§ STATED EXERCISE:
Copy each of the entries below word for word, keeping every line unchanged.

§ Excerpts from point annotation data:
* BEGIN *
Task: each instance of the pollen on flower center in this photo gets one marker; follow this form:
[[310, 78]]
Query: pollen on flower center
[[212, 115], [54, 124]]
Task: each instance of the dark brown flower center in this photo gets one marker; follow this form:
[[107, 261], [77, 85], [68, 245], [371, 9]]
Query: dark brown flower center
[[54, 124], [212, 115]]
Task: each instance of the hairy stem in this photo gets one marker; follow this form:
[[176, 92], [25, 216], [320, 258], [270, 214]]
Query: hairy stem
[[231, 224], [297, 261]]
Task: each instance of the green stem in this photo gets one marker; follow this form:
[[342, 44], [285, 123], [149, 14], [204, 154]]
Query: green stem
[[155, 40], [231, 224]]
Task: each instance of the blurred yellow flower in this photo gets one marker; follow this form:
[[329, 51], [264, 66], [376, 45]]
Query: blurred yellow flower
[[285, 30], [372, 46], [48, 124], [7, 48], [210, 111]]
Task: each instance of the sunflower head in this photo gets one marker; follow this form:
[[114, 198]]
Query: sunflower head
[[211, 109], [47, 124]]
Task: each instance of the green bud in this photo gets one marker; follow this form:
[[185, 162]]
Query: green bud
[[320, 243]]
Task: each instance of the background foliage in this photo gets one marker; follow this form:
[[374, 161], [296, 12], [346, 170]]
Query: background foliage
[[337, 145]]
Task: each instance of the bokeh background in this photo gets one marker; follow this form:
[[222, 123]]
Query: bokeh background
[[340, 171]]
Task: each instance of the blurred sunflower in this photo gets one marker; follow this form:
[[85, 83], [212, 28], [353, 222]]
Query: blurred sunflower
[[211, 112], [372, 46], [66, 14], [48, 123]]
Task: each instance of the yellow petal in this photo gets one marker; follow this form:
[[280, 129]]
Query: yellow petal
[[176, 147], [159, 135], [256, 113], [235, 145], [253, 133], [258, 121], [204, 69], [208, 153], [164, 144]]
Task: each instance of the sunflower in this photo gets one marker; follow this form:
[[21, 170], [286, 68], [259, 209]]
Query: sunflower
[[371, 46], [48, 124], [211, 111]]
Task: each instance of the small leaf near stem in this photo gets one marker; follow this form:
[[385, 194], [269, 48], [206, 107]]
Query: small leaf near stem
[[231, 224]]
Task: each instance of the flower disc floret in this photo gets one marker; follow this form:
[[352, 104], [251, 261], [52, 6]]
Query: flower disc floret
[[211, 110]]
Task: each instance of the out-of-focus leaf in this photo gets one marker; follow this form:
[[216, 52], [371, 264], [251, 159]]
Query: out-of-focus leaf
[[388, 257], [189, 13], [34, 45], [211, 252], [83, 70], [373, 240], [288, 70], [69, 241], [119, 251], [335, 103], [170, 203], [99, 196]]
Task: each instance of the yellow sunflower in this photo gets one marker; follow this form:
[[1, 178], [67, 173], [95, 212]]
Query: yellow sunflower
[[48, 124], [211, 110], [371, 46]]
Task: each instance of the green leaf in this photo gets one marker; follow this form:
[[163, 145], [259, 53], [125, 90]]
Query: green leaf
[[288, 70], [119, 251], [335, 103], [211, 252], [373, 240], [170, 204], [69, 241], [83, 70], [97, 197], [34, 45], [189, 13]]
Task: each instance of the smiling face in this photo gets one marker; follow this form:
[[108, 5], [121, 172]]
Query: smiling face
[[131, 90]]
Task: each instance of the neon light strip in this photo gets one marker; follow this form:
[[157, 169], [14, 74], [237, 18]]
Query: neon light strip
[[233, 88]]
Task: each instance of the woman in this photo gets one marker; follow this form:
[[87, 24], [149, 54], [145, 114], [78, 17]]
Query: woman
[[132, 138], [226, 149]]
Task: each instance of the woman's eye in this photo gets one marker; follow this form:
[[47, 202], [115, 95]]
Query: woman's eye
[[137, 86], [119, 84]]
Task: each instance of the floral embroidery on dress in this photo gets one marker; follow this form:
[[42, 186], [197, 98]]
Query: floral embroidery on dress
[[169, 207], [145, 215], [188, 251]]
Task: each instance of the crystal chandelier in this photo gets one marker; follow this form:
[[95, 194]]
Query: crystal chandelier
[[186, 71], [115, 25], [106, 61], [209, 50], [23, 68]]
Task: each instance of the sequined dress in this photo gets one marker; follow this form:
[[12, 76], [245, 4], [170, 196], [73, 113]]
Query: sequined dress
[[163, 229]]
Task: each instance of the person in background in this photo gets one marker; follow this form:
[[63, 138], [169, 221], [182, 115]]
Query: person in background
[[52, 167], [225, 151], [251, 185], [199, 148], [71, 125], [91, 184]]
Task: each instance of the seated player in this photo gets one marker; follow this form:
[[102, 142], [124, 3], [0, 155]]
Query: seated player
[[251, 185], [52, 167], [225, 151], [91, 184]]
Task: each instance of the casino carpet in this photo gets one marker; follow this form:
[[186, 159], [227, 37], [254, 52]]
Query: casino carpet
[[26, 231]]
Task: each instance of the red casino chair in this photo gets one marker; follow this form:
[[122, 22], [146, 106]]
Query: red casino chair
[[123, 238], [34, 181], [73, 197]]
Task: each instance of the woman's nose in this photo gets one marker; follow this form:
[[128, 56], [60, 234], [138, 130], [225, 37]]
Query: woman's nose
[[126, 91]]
* END *
§ WRITTEN SOLUTION:
Task: each instance of the pollen on flower center in this photo gets one marker; follow this form:
[[310, 78]]
Query: pollen on flower center
[[212, 115], [54, 124]]
Task: each instance of the dark brown flower center in this photo gets one marker; follow this form:
[[107, 261], [77, 85], [68, 245], [371, 9]]
Query: dark brown flower center
[[54, 124], [212, 115]]
Task: each instance of the hairy stem in this photo gets one marker; follow this form:
[[176, 92], [25, 216], [320, 258], [270, 214]]
Query: hairy stem
[[231, 224], [297, 261]]
Task: each instance of the green stem in this photo gets one marker; follow this form:
[[342, 44], [285, 123], [149, 14], [204, 154]]
Query: green stem
[[155, 40], [231, 224]]
Task: each instance of the blurred yellow flower in this photo gets one marker; follow this form:
[[329, 51], [264, 66], [376, 45]]
Query: blurred yellow flower
[[285, 30], [372, 46], [48, 124], [7, 48], [210, 111]]
Task: each instance of the sunflower head in this photo gets one marker; follow this form:
[[114, 198]]
Query: sunflower head
[[211, 109], [47, 124]]
Task: each instance of the green bud in this photo gets one marker; follow this form:
[[185, 162]]
Query: green bud
[[320, 243]]
Task: each instance of the background foliage in this photo gets one marker; follow this form:
[[374, 161], [296, 12], [346, 170]]
Query: background foliage
[[337, 145]]
Task: each instance of the bokeh background in this photo gets one marker; follow this form:
[[222, 123]]
Query: bokeh background
[[340, 171]]
Task: each instance of the blurred sunflower in this photo gets one marker; follow this form:
[[85, 83], [212, 28], [353, 222]]
Query: blurred sunflower
[[211, 112], [372, 46], [66, 14], [48, 123]]
Task: each instance of the yellow petal in this photo gets one marker; follow this form:
[[280, 129]]
Query: yellow petal
[[176, 147], [159, 135], [256, 113], [235, 145], [253, 133], [258, 121], [204, 69], [208, 153], [164, 144]]
Task: each instance of the sunflower in this photo gets one marker; follow this form:
[[21, 170], [286, 68], [259, 209]]
Query: sunflower
[[371, 46], [48, 124], [211, 111]]
Task: each instance of the small leaf near stem in this photo gets one marker; follow this form:
[[385, 194], [269, 48], [206, 107]]
Query: small leaf near stem
[[231, 224]]
Task: each instance of the flower disc floret in this photo gets one marker; follow this form:
[[352, 104], [251, 261], [52, 6]]
Query: flower disc floret
[[211, 110]]
Task: each instance of the out-of-focus leaf in this photo gets one marker; follow this form:
[[216, 52], [371, 264], [251, 159]]
Query: out-of-focus leaf
[[388, 257], [189, 13], [34, 45], [211, 252], [83, 70], [373, 240], [288, 70], [69, 241], [119, 251], [335, 103], [170, 203], [99, 196]]
Task: each instance of the yellow sunflower in this photo gets one marker; follow this form:
[[1, 178], [67, 173], [95, 212]]
Query: yellow sunflower
[[48, 124], [211, 110], [371, 46]]
Task: each instance of the green leaf in this photo gets one marker; follow this form:
[[163, 145], [259, 53], [125, 90]]
Query: green leaf
[[288, 70], [119, 251], [335, 103], [211, 252], [373, 240], [170, 204], [69, 241], [83, 70], [97, 197], [34, 45], [189, 13]]
Task: each instance of the smiling face in this photo gets one marker; follow this form:
[[108, 5], [121, 172]]
Query: smiling face
[[131, 90]]
Task: each instance of the neon light strip in this photo gets one marker; follow this form:
[[157, 169], [14, 74], [237, 18]]
Query: neon light strip
[[233, 88]]
Task: each instance of the woman in this photo gets one marker; follow this form:
[[87, 24], [149, 54], [145, 114], [78, 17]]
Query: woman
[[132, 138], [226, 149]]
Task: each instance of the woman's eye in this photo gets one marker; follow this form:
[[47, 202], [115, 95]]
Query: woman's eye
[[137, 86], [119, 84]]
Task: each instance of the floral embroidery on dress in this photo gets one marker; follow this form:
[[42, 186], [197, 98]]
Query: floral embroidery on dress
[[169, 207], [145, 215], [188, 251]]
Task: each instance of the crystal chandelier in this photo gets one marker; follow this form:
[[95, 194]]
Query: crystal chandelier
[[186, 71], [115, 25], [106, 61], [209, 50], [23, 68]]
Task: each instance of the sequined dress in this photo gets one marker; follow this form:
[[12, 76], [245, 4], [170, 196], [73, 113]]
Query: sequined dress
[[163, 229]]
Task: each instance of the person in background in this photo gets one marker; follow this form:
[[63, 138], [169, 221], [182, 115]]
Query: person in background
[[52, 167], [225, 151], [251, 185], [199, 148], [71, 125], [91, 184]]
Task: each instance of the seated player in this photo gets one marker; follow this form:
[[102, 142], [124, 3], [0, 155]]
Query: seated player
[[251, 185], [52, 167], [225, 151], [91, 184]]
Task: each instance of the casino carpet in this photo gets one marker; follow this form:
[[186, 159], [227, 37], [254, 52]]
Query: casino carpet
[[26, 231]]
Task: each instance of the red casino chair in this photo gets one marker; follow this form:
[[122, 22], [146, 106]]
Query: red casino chair
[[123, 238], [34, 181], [73, 197]]
Task: each instance of the woman's nose in this photo gets one marker; follow this form:
[[128, 56], [60, 234], [138, 130], [225, 37]]
Query: woman's nose
[[126, 91]]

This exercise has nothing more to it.